+++ Given data +++

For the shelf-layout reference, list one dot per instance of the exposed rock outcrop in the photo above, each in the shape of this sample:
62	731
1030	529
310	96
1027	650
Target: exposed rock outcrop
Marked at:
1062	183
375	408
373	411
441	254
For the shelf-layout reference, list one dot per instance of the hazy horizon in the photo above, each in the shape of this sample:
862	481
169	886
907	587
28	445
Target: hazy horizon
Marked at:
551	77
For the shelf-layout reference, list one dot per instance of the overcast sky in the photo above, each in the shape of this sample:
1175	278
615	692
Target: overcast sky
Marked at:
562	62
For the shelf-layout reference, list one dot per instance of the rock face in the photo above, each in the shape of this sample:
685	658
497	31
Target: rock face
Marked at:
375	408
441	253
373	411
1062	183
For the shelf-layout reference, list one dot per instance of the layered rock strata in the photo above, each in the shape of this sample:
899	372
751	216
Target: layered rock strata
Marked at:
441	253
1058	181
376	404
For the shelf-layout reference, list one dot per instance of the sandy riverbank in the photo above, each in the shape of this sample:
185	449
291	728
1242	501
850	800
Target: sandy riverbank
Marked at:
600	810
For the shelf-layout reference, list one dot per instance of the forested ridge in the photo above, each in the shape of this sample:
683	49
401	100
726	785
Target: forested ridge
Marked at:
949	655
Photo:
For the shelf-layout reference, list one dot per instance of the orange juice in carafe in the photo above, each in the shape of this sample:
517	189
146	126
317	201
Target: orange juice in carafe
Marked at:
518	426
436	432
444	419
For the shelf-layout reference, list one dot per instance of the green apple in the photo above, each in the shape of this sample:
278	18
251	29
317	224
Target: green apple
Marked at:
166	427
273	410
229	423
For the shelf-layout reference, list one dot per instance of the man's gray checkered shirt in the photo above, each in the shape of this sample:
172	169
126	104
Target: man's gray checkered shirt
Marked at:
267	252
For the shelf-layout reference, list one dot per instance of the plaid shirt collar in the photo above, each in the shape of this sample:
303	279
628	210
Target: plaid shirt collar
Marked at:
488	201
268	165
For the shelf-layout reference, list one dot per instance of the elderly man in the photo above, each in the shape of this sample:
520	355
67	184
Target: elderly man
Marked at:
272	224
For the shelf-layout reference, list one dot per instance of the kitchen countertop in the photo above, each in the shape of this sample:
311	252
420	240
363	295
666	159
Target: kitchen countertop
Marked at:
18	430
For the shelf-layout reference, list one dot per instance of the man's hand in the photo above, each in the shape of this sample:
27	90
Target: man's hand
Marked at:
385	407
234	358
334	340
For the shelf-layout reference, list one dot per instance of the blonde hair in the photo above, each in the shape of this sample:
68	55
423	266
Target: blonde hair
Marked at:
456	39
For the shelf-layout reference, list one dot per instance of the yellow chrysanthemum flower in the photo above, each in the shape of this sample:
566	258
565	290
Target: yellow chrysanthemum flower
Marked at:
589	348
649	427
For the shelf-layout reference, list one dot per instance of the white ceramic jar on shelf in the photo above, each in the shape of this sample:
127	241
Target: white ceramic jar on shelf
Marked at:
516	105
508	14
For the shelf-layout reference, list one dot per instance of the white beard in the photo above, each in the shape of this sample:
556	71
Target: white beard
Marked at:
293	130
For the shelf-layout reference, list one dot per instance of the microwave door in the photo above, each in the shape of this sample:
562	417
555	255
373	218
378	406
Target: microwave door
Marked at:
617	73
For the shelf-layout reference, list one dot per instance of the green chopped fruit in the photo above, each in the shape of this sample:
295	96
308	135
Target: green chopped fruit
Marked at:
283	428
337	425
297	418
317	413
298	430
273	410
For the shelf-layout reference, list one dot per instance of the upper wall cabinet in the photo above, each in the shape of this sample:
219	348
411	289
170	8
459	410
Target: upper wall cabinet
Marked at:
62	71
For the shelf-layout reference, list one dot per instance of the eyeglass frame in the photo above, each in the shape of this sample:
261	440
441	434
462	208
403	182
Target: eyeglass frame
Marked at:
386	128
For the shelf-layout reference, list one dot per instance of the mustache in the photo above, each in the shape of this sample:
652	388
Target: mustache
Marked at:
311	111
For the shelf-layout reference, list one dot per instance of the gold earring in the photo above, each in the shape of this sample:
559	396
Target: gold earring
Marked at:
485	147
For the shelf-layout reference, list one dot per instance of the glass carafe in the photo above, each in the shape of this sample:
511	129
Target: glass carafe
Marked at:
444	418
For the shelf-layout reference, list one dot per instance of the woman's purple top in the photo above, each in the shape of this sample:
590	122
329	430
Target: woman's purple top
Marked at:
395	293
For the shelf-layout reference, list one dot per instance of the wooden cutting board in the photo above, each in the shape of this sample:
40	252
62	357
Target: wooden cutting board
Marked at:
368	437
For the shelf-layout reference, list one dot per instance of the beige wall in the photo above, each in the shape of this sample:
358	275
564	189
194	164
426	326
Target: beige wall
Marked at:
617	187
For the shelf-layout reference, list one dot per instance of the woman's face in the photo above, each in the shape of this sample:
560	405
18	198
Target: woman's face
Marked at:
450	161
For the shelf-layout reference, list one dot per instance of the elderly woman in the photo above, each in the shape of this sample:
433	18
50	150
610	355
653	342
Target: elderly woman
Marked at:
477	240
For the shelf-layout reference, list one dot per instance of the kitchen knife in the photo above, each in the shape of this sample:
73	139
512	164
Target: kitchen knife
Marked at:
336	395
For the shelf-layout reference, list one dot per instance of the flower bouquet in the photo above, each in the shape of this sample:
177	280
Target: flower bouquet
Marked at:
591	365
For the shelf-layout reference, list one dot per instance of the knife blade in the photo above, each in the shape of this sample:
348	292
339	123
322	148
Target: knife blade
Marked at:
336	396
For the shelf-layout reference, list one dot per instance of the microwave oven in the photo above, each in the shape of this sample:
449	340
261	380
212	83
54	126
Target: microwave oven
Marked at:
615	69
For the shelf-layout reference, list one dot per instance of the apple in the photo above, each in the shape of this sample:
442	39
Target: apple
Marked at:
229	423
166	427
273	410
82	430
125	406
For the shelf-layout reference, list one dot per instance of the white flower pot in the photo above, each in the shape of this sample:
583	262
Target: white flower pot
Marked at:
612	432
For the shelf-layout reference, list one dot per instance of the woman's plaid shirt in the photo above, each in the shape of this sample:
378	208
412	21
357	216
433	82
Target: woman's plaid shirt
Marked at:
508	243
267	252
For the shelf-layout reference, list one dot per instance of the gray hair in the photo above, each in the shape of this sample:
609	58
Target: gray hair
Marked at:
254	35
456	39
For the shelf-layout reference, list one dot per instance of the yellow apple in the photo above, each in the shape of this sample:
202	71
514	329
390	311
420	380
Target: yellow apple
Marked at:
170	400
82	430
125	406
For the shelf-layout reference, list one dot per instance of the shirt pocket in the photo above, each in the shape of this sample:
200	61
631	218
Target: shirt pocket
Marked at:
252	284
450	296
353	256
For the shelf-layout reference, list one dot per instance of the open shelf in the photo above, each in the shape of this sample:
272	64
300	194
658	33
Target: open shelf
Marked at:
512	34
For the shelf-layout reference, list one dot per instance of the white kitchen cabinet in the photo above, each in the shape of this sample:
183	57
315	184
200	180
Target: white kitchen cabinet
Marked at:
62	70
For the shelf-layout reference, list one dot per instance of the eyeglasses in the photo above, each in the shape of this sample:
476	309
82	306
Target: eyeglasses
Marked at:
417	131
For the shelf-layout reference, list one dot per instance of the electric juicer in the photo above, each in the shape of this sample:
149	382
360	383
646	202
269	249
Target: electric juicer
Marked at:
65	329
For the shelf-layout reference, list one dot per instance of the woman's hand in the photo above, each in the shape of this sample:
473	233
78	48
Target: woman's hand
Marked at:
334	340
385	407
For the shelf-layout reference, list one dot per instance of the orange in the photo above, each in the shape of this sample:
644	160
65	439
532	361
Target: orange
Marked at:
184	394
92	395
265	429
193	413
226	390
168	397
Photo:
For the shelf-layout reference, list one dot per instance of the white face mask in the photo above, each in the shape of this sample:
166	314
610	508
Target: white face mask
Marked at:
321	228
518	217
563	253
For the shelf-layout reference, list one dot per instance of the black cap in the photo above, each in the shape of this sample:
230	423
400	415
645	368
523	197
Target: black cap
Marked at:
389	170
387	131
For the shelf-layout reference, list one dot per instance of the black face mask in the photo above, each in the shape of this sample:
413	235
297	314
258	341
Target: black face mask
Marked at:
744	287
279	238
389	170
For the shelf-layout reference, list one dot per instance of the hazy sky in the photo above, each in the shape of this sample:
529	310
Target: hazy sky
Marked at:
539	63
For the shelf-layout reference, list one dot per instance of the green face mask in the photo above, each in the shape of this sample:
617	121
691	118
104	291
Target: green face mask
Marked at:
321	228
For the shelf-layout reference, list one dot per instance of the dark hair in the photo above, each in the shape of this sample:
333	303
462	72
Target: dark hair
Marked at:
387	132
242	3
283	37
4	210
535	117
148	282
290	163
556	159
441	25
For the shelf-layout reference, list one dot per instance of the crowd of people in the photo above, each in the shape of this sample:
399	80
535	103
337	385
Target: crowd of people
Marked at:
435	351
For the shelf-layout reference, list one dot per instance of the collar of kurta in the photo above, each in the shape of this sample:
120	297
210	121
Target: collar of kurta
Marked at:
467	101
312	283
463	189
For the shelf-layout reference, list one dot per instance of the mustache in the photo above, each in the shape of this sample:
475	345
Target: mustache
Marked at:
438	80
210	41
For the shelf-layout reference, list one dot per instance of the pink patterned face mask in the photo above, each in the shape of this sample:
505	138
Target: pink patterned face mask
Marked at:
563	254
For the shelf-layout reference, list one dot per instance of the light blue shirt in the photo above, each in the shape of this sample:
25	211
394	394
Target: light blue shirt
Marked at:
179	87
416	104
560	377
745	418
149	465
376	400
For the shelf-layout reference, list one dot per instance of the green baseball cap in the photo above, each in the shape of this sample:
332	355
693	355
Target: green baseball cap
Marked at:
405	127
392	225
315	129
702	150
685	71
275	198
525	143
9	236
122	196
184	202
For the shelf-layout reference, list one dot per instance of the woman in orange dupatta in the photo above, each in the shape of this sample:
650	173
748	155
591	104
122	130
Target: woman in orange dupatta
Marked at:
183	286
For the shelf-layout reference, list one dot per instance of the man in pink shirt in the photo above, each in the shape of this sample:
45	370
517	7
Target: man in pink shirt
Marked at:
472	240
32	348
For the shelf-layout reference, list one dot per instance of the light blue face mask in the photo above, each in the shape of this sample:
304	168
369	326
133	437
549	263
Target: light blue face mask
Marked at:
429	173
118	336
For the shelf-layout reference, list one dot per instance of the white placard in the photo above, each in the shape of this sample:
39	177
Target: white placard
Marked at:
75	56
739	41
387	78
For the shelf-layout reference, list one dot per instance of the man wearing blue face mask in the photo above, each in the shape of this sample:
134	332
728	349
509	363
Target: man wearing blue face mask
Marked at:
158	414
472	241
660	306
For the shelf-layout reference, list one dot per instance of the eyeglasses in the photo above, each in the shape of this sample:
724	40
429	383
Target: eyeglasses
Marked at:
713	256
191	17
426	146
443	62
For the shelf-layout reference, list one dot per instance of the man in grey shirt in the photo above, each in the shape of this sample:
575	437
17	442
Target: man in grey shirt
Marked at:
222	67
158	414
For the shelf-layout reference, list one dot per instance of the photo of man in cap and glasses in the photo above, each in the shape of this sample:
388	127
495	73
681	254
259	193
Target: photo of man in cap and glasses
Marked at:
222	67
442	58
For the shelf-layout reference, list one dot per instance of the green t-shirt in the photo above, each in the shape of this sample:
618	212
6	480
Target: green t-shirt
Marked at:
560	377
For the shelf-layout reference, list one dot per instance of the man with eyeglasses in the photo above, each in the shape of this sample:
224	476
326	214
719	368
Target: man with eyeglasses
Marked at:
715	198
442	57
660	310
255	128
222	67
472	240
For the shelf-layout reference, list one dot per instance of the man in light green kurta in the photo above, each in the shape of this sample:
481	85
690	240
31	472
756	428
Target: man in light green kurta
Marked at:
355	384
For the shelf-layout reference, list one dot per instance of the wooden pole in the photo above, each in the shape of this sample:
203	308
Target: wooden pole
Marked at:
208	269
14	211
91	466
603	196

+++

Problem requirements:
Rewrite the data as a Markdown table with the columns Row and Line, giving each line its own numbered row and omitting blank lines. Begin at the line that contains "the green t-shirt" and stop after the final line of the data.

Correct output:
| Row | Line |
|---|---|
| 1 | For the shelf-layout reference, list one dot per instance of the green t-shirt in the photo above, each in the shape of this sample: |
| 2 | 618	212 |
| 3 | 6	480 |
| 4 | Target: green t-shirt |
| 5 | Marked at: |
| 6 | 560	377 |
| 7 | For the shelf-layout reference, list one dot per instance of the man with eyeglasses in the photo above, each in the shape of this sample: |
| 8 | 224	476 |
| 9 | 326	214 |
| 10 | 719	368 |
| 11 | Target: man with eyeglasses |
| 12 | Marked at: |
| 13 | 715	198 |
| 14 | 442	57 |
| 15 | 660	310 |
| 16 | 255	128 |
| 17 | 222	67 |
| 18 | 472	240 |
| 19 | For the shelf-layout reference, list one dot per instance of the man in light green kurta in the photo above, each in the shape of this sample: |
| 20 | 481	85 |
| 21 | 690	240 |
| 22 | 31	472 |
| 23 | 756	428 |
| 24 | Target: man in light green kurta |
| 25 | Marked at: |
| 26 | 355	384 |
| 27 | For the shelf-layout reference, list one dot per instance of the wooden pole in the photo above, each in the shape of this sample: |
| 28 | 203	308 |
| 29 | Target: wooden pole |
| 30 | Marked at: |
| 31 | 208	269 |
| 32 | 14	211 |
| 33 | 91	466 |
| 34 | 603	196 |